Horses pulling buses could only work for limited hours per day, had to be housed, groomed, fed and cared for every day, and produced large amounts of manure, which the omnibus company had to store and dispose of. Since a typical horse pulled a bus for four or five hours per day, covering about a dozen miles, many systems needed ten or more horses in stable for each bus.

With the advent of mass-produced steel (at around 1860), horse-buses were put on rails as the same horse could then move 3 to 10 times as many people. This was not only more efficient, but faster and produced, in an age of unpaved streets, a far superior ride.

These horse-cars on rails were converted to cable-drawn cars in larger cities, as still exist in San Francisco, the underground cable being drawn by stationary steam engines.

(Not to be overlooked was the establishment in both London and New York, of steam hauled urban railways, either underground or on elevated structures. These metropolitan railways are where the present term "Metro" began. These systems provided "rapid transit" on their routes).

DATA FOR THIS TASK:

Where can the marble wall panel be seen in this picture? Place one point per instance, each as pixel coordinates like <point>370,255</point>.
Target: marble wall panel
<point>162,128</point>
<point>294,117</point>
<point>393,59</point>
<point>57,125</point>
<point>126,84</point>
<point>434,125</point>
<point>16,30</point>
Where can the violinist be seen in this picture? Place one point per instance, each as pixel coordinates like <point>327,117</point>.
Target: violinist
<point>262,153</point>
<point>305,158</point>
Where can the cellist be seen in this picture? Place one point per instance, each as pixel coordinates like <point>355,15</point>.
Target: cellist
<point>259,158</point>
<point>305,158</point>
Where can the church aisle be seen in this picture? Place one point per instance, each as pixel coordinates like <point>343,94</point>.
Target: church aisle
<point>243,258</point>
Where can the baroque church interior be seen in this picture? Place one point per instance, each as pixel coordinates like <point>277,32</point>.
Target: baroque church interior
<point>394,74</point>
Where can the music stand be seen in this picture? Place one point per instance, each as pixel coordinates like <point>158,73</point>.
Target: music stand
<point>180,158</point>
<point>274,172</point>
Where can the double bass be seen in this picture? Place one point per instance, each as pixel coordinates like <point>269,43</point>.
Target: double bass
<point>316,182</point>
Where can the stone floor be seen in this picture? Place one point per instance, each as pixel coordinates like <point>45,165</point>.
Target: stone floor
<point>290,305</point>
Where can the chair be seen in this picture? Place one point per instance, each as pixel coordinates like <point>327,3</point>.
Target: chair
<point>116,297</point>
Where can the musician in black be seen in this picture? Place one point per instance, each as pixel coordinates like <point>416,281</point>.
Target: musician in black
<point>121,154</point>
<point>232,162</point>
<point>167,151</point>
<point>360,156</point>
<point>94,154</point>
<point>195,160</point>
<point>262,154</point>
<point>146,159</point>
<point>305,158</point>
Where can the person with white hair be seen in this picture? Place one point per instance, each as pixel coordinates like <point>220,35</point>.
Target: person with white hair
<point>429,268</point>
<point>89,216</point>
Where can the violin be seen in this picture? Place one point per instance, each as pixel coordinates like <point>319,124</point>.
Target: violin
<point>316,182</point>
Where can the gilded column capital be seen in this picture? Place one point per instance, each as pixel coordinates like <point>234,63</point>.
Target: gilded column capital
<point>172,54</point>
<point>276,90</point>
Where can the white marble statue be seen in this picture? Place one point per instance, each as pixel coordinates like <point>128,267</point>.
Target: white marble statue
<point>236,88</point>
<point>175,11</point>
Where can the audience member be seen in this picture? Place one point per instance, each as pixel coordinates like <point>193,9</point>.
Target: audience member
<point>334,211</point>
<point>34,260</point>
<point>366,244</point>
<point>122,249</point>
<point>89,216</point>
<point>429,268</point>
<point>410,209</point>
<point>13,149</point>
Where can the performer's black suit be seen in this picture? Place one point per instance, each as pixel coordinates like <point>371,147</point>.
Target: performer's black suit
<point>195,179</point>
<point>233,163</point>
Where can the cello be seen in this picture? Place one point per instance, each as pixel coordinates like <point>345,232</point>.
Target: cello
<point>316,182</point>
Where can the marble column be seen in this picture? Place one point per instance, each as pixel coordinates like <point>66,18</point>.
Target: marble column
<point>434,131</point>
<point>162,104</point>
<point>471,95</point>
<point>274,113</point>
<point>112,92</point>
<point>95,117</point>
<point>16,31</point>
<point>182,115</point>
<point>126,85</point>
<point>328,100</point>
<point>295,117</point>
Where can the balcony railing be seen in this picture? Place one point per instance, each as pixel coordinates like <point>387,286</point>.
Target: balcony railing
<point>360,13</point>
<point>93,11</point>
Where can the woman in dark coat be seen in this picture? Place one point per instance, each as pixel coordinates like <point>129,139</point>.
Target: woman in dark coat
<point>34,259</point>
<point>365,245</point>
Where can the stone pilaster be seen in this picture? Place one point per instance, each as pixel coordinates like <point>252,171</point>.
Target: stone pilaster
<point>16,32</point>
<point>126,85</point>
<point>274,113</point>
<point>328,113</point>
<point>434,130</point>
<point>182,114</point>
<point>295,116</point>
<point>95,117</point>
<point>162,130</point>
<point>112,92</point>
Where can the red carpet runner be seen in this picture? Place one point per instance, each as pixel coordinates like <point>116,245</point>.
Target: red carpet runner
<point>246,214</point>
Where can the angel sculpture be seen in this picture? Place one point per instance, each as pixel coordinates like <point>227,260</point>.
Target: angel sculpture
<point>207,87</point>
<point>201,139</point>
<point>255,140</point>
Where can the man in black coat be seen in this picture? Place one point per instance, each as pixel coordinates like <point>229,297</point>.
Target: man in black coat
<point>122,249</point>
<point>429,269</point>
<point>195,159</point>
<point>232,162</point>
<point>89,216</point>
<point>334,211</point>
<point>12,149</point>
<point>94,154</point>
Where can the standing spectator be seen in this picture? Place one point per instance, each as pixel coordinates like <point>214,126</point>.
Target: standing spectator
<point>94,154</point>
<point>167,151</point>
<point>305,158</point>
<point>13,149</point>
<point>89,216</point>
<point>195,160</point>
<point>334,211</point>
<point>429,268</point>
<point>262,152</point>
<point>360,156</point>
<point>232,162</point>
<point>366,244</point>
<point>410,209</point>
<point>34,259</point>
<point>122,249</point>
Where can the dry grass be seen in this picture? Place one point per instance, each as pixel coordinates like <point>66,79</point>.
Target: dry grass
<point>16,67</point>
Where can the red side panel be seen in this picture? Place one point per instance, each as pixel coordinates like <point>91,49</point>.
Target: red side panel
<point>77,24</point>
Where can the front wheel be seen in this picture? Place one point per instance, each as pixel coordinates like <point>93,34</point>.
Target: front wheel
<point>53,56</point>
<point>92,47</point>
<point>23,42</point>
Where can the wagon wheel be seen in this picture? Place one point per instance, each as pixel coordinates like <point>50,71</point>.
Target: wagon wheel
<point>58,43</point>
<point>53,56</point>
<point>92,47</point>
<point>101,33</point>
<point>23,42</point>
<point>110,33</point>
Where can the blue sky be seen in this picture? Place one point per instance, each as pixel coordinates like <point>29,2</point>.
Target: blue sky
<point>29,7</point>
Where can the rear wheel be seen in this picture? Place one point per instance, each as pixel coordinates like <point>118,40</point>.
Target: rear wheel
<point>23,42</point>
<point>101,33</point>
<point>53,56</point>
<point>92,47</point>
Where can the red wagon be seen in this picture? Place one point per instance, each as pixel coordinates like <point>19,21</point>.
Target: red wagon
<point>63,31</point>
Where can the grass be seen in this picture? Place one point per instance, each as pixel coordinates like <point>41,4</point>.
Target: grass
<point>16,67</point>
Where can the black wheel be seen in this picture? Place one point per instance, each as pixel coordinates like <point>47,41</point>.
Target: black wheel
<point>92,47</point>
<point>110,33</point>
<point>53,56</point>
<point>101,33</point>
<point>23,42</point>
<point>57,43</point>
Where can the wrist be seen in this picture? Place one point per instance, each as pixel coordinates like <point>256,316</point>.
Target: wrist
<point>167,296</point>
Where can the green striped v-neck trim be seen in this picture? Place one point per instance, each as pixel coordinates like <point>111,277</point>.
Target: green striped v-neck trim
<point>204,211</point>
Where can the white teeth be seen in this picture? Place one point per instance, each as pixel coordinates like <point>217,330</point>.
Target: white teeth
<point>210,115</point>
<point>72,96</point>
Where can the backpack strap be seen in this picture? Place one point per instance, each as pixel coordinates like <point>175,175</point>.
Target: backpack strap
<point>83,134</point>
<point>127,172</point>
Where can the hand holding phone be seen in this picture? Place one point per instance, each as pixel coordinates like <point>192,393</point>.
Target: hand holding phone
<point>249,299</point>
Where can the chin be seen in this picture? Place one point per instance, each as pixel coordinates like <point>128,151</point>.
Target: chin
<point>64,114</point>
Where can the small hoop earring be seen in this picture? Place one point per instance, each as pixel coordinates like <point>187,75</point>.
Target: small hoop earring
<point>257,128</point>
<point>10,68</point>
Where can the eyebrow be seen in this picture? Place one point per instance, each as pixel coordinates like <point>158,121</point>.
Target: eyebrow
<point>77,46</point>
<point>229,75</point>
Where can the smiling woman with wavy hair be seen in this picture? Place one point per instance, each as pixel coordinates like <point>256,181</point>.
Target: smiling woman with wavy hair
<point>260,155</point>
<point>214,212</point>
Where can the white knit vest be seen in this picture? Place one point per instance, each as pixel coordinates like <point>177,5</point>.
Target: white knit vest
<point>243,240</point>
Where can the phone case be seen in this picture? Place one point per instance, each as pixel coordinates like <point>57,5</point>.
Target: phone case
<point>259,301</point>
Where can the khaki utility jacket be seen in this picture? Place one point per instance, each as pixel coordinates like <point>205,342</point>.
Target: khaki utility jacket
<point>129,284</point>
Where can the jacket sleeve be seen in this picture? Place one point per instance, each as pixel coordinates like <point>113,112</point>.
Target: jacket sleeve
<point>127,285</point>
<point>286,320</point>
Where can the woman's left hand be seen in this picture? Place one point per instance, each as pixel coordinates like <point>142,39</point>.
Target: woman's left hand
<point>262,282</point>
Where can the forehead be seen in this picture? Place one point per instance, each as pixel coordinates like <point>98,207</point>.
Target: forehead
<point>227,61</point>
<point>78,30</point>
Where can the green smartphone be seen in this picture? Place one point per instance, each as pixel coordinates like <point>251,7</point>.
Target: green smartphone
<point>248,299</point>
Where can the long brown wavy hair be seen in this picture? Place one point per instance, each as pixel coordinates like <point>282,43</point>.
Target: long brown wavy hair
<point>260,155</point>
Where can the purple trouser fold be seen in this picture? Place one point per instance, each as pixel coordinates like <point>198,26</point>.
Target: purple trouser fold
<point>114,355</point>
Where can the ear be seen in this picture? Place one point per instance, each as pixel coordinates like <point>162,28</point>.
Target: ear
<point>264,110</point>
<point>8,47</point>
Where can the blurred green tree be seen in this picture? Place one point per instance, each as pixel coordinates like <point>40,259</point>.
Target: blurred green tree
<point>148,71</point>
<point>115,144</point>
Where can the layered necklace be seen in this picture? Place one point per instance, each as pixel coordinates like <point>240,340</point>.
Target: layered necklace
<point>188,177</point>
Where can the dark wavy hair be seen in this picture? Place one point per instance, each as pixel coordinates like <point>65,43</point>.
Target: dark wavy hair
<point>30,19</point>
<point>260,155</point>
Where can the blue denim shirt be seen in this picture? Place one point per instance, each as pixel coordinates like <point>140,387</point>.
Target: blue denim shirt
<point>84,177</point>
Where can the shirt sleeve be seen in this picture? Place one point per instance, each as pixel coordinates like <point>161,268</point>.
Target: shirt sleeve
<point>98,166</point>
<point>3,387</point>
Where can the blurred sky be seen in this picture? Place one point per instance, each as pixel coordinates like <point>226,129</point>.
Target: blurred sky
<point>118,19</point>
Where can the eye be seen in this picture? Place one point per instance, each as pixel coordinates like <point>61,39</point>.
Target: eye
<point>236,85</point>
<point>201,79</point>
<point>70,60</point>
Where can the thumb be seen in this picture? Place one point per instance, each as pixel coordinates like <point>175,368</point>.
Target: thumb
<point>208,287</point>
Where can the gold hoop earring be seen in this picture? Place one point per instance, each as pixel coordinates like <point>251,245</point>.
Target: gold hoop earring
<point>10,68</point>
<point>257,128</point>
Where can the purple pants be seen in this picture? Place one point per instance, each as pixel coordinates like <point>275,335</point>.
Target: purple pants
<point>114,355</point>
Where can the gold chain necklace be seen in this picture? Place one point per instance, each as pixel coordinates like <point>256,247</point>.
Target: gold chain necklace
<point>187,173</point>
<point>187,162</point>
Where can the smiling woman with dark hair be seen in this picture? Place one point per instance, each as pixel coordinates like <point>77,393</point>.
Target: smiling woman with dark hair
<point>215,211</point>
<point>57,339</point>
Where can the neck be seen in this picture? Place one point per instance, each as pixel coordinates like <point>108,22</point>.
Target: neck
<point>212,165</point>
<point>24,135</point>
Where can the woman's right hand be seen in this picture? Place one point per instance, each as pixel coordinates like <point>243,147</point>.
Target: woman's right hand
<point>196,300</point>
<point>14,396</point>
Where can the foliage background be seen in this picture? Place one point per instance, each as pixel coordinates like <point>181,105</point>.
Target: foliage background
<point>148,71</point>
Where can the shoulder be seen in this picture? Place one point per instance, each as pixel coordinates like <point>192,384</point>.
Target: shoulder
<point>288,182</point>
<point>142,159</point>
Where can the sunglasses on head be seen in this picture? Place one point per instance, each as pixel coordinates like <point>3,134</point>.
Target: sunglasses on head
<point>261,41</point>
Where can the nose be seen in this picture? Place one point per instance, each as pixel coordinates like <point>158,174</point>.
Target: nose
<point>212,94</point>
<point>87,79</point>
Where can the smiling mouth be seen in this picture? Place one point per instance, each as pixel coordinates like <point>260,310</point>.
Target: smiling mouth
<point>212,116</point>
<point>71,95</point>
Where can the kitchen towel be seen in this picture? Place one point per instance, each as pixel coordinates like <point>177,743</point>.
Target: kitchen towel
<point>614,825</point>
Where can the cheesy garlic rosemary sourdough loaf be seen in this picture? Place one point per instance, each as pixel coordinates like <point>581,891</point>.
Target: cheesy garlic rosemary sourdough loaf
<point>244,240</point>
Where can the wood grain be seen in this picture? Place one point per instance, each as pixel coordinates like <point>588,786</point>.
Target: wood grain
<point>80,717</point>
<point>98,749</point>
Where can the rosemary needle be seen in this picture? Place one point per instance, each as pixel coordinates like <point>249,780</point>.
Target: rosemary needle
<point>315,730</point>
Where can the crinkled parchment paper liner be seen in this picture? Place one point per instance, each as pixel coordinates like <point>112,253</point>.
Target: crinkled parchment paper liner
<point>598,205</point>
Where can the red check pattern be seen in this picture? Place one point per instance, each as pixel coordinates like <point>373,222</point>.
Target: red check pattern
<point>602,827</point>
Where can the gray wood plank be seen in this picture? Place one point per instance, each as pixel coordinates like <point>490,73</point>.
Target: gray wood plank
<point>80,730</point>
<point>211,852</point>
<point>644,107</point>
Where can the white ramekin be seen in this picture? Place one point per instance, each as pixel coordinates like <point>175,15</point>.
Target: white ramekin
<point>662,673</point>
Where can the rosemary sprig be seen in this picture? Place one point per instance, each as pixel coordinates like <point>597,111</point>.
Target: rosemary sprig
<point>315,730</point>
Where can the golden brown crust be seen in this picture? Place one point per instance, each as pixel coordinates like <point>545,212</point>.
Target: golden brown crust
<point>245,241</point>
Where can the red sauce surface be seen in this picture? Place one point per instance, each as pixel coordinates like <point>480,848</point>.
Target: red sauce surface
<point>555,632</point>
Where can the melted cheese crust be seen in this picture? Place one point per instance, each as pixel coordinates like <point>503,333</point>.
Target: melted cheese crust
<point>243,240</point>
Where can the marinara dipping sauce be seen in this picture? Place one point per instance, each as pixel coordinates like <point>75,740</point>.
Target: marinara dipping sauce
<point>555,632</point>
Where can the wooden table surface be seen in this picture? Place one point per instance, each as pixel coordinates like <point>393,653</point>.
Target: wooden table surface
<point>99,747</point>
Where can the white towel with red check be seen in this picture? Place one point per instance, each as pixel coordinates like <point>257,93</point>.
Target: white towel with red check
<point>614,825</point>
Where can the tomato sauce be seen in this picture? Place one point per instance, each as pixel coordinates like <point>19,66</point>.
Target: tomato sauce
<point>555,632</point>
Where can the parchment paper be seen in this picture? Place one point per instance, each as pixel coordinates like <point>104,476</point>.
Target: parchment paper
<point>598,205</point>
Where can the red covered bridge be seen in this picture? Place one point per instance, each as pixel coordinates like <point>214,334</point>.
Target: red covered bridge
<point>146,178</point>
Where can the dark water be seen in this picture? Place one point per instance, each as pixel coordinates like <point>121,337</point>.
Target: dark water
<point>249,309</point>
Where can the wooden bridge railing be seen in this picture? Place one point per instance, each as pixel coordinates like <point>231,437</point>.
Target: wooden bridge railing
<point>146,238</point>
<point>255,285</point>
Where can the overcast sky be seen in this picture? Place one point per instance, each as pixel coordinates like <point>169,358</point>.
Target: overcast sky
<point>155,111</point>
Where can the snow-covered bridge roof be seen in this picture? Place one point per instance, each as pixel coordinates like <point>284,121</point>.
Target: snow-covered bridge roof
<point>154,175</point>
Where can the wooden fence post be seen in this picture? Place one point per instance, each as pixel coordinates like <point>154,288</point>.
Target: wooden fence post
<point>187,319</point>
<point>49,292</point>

GOAL 1:
In the records, reproduce word for word the lines from the one containing "Where can the cheesy" up to and including the one containing "<point>244,240</point>".
GOAL 2:
Extend the passage on the history of city transit, picking up after its final sentence.

EXERCISE ANSWER 1:
Where can the cheesy garlic rosemary sourdough loaf be seen in this picture? Place one point per instance, each as pixel coordinates like <point>581,891</point>.
Target: cheesy garlic rosemary sourdough loaf
<point>244,240</point>

EXERCISE ANSWER 2:
At around 1890, electric propulsion became practical and replaced both the horse and the cable and the number of traction lines on rails expanded exponentially. (This was seen as a huge advance in urban transport and considered a wise investment at that time). These became known as streetcars, trams, or trolleys and still exist in many cities today, though often having been replaced by the less infrastructure intensive motorbus as driven by an internal combustion engine.

From the beginning of the twentieth century the remaining horse buses which had not been converted to rail began to be replaced by petrol-driven motor buses, or autobuses. The last recorded horse omnibus in London was a Tilling bus which last ran, between Peckham and Honor Oak Tavern, on 4 August 1914. The last Berlin horse omnibus ran on 25 August 1923. Some horse buses remain in use today for tourist sightseeing tours.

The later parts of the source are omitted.